* SHORT PROBLEM 1
From the message table at the top of the MySQL cluster mailing-list thread, list each distinct sender once.
* SHORT PROBLEM 2
Write the next part of the MySQL cluster mailing-list thread, continuing the quoted message from James Lesworth after its last sentence.

* SUPPLIED PASSAGE
■ ■ ■ ■

6 messages in com.mysql.lists.clusterRe: Major problems migrating to a clu...| From | Sent On | Attachments |
|---|---|---|
| James Lesworth | 23 Aug 2006 08:43 | |
| Apostolos Pantsiopoulos | 23 Aug 2006 11:58 | |
| James Lesworth | 23 Aug 2006 12:02 | |
| Apostolos Pantsiopoulos | 23 Aug 2006 12:05 | |
| Stewart Smith | 23 Aug 2006 18:15 | |
| Brendan Bouffler | 23 Aug 2006 19:12 |
| Subject: | Re: Major problems migrating to a cluster env from a single device![]() |
|---|---|
| From: | Apostolos Pantsiopoulos (mys...@easy-things.com) |
| Date: | 08/23/2006 11:58:23 AM |
| List: | com.mysql.lists.cluster |
I am only going to comment 2 things that I saw at the end of your post.
DataMemory = 80M IndexMemory = 20M
I don't know the size of your db (ndb_size.pl would show you that), but since you are using cluster (on dual xeons with 4-6 GB) I am guessing that it is quite big. The mysql-cluster stores everything in memory. So you use the equation shown in the documentation to specify the amount of ram you need. And then update the above parameters. If your DB is 1G. Then you need about : 1.1 GB of ram dedicated for ndb in order 2 ndbs with 2 replicas (like your config) to work.
The second thing I have noticed is that you put the ndb_mgmd on one of the NDB machines. I don't know if this really works, but from my experience it is somehow buggy. Try putting the ndb_mgmd service on another machine (even a celeron 300 would do the job).
James Lesworth wrote:
Hello list,
Yesterday we completed what we thought was a successful upgrade from a single MySQL database to a nice new ndb clustered system. This morning all hell broke lose and we have had to roll back to our previous setup. I have had a dig around on the list, docs, and goggle and pestered everyone I know who knows even a little about ndb but with no luck. If you have a few spare minutes could you have a look over the details below and tell me what I did wrong as I have reached the limit of what I can debug.

■ ■ ■ ■

Position identification records

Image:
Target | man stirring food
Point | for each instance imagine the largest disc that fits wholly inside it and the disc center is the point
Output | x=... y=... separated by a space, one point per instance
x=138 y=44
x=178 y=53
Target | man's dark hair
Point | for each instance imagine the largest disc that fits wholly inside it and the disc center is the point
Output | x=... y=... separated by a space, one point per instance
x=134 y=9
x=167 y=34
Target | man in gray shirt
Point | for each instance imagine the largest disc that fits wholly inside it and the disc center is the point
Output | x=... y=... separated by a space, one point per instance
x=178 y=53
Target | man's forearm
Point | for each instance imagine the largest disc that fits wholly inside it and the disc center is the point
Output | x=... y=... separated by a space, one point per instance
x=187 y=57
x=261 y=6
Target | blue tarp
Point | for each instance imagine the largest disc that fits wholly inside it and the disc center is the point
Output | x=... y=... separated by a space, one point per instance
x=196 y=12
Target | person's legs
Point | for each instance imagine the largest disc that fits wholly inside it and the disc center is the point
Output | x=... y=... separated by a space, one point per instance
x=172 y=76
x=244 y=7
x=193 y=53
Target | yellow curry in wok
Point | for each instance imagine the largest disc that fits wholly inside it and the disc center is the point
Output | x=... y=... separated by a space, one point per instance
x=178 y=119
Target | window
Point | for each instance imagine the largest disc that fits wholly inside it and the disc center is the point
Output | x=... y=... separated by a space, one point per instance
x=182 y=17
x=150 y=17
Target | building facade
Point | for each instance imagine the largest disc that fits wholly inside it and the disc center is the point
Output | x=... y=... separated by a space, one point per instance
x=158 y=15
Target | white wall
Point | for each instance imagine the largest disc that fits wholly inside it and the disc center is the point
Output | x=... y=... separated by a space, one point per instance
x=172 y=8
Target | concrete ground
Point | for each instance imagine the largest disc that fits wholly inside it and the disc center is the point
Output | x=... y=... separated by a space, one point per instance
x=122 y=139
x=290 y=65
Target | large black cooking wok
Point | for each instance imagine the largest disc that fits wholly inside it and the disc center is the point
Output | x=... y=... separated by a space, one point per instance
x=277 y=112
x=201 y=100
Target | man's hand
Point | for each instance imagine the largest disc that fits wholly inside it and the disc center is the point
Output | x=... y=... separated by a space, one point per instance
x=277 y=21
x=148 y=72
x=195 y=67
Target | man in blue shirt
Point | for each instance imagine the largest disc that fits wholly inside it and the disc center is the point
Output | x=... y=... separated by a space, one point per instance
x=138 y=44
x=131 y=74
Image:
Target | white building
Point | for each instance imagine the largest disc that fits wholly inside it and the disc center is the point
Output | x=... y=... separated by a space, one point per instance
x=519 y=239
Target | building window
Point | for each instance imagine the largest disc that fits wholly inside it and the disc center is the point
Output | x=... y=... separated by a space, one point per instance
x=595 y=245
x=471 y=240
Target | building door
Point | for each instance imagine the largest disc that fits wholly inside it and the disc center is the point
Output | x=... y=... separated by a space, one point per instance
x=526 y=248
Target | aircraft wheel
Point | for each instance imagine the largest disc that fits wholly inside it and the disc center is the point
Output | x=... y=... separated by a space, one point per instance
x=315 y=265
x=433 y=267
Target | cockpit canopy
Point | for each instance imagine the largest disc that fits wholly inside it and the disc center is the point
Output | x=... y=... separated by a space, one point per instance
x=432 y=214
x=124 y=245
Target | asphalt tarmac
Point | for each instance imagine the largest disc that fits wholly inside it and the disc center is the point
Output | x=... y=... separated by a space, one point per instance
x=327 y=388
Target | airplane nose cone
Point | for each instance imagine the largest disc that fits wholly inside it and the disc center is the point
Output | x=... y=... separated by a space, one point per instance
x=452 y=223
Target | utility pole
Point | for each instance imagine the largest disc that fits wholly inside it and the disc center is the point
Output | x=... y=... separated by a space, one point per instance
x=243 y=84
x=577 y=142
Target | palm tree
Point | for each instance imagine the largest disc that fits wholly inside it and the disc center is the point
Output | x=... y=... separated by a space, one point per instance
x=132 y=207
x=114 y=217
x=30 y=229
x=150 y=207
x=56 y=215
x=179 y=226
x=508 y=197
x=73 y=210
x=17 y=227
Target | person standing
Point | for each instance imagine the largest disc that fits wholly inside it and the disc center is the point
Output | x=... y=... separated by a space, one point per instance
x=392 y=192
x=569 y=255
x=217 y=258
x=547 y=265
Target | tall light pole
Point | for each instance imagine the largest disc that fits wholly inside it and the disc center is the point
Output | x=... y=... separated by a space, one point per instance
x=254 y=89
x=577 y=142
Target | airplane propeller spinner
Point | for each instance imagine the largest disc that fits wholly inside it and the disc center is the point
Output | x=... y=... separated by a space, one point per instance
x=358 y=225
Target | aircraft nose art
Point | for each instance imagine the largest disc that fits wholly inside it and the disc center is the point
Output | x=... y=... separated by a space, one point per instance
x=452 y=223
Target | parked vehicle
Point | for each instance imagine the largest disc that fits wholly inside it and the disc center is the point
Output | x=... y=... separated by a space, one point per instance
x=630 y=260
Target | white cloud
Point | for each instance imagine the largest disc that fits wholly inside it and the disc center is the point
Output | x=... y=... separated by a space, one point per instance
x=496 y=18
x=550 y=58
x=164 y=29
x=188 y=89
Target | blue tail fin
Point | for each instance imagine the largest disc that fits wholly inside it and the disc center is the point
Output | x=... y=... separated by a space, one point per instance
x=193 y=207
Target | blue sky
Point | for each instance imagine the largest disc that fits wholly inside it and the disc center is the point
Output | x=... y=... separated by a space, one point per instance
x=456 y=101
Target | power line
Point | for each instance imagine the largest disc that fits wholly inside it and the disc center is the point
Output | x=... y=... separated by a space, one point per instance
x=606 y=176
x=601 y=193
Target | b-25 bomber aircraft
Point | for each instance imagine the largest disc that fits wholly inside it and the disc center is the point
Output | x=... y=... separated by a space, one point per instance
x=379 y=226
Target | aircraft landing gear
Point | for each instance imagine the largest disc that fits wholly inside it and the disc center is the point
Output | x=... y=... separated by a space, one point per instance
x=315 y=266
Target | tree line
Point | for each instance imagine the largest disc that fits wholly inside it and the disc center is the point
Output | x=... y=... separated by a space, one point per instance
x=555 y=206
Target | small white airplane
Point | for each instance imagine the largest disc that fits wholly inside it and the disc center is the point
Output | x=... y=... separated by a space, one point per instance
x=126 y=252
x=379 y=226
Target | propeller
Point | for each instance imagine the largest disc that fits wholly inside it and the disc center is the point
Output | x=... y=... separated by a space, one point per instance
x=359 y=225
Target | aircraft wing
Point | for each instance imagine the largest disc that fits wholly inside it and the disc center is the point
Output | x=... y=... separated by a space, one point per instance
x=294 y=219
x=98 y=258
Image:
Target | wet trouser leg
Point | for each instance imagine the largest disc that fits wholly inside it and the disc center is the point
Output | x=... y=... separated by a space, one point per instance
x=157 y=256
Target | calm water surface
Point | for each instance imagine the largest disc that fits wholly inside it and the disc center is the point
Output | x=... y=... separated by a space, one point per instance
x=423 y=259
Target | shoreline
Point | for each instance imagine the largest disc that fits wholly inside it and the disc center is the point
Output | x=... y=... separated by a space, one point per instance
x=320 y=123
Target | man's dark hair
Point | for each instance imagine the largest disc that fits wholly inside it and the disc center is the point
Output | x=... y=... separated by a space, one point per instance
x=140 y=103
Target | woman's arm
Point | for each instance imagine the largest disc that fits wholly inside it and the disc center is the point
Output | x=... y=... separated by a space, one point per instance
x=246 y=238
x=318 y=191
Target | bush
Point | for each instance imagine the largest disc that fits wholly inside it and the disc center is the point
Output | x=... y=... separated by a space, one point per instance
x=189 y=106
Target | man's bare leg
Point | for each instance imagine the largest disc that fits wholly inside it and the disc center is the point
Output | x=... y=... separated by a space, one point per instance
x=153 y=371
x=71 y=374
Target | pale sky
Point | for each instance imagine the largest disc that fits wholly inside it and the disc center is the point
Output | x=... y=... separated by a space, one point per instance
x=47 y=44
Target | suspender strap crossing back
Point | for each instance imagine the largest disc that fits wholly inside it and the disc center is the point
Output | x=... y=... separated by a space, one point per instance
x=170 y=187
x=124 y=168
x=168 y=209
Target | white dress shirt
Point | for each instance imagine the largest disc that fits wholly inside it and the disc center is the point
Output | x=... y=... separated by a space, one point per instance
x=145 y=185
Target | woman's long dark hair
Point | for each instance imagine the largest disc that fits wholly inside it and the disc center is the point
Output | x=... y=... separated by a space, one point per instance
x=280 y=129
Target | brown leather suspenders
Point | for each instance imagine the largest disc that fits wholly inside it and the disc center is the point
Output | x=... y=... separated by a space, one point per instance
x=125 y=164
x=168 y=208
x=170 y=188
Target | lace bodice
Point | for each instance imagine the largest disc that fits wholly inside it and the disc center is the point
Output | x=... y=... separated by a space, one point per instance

■ ■ ■ ■

* TASK ANSWER 1
James Lesworth, Apostolos Pantsiopoulos, Stewart Smith, Brendan Bouffler

* TASK ANSWER 2
Many thanks in advance.
James
The issue we are getting that transaction time goes though the roof. Statements that took a few msec before start to take 40+ seconds. However, this is not always the case. We have cleaned the database of all data and moved it back into the live envy, i.e. it has 0 rows, things seem ok for about 40seconds and then the statement time goes up again, that’s with maybe 300 rows. In the logs on the devices issuing the insert query ( listed below ) we have a lot of these errors DBD::mysql::st execute failed: Lock wait timeout exceeded; try restarting transaction DBD::mysql::st execute failed: Got error 4350 'Transaction already aborted' from ndbcluster at Which seems to suggest its a locking issue. I turned on the slow log and was seeing almost every transaction in it, # Query_time: 58 Lock_time: 3 Rows_sent: 3 Rows_examined: 8307 select user,pass,time,sessions.session from `attributes` left join sessions on attributes.sso_id=sessions.sso_id where `attributes`.`sso_id`='c92a3c8e2702c87fc24fff518d983139'; There were many others with Lock times up towards 20seconds
While the NDB was in the live env I picked one of the insert statements and was running it on the MySQL console. It would run ok for a period of time and then would suddenly take 30-50seconds to complete. The few requests might also take the same period of time, but after that it would return to normal again. After a period of time where the query time had dropped back down it would once again rise up again. On my second test of the ndb back in the live environment after about 90seconds all queries stopped and I had to once again back out the changes. Sometimes I would see a Lock error reported on the console other times the statement would complete successfully after a few msec or up to 50 seconds.
My first suspicion was a network issue, as was everyone else I have spoken to. However, having looking on the switch and the devices I can see no rx or tx errors. I have setup a `ping -f -s 1200` between both devices for a good hour and not seen a single packet lost. I have also tested the speed between the two using a large file and I get a between 90-110MByte each way.
All the logs on the NDB and sql show no indication of anything being wrong.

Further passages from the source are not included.